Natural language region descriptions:
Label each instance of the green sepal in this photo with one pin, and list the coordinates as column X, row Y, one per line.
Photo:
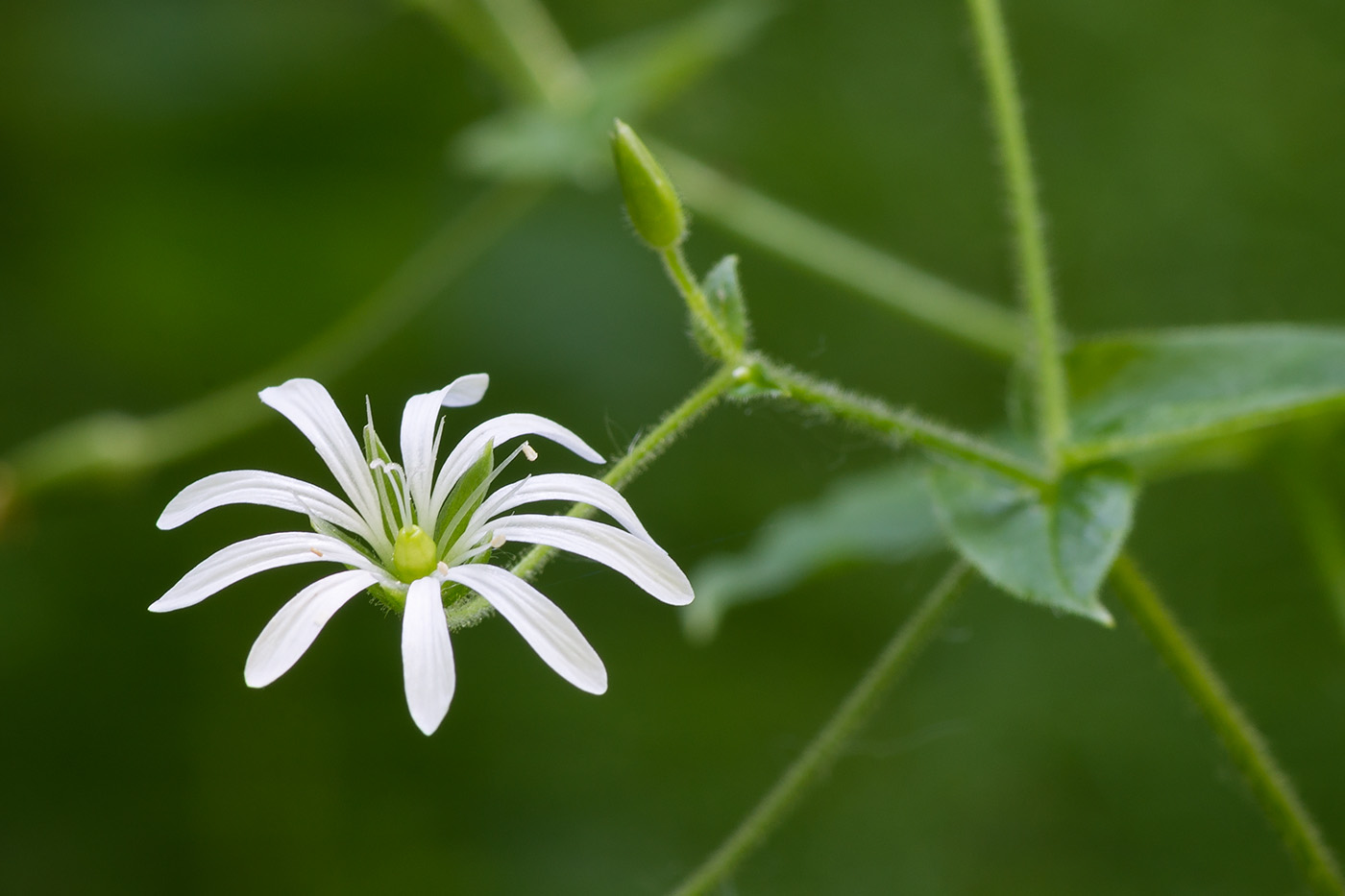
column 750, row 381
column 325, row 527
column 467, row 496
column 723, row 294
column 651, row 202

• WHAT NEEDS TO BE DONE: All entries need repeating exactly, but without the pictures.

• RESPONSE TO THE EXERCISE:
Label each instance of the green sepal in this photo with one pin, and list the coordinates as column X, row Y, one per line.
Photo:
column 750, row 381
column 325, row 527
column 467, row 496
column 723, row 294
column 651, row 202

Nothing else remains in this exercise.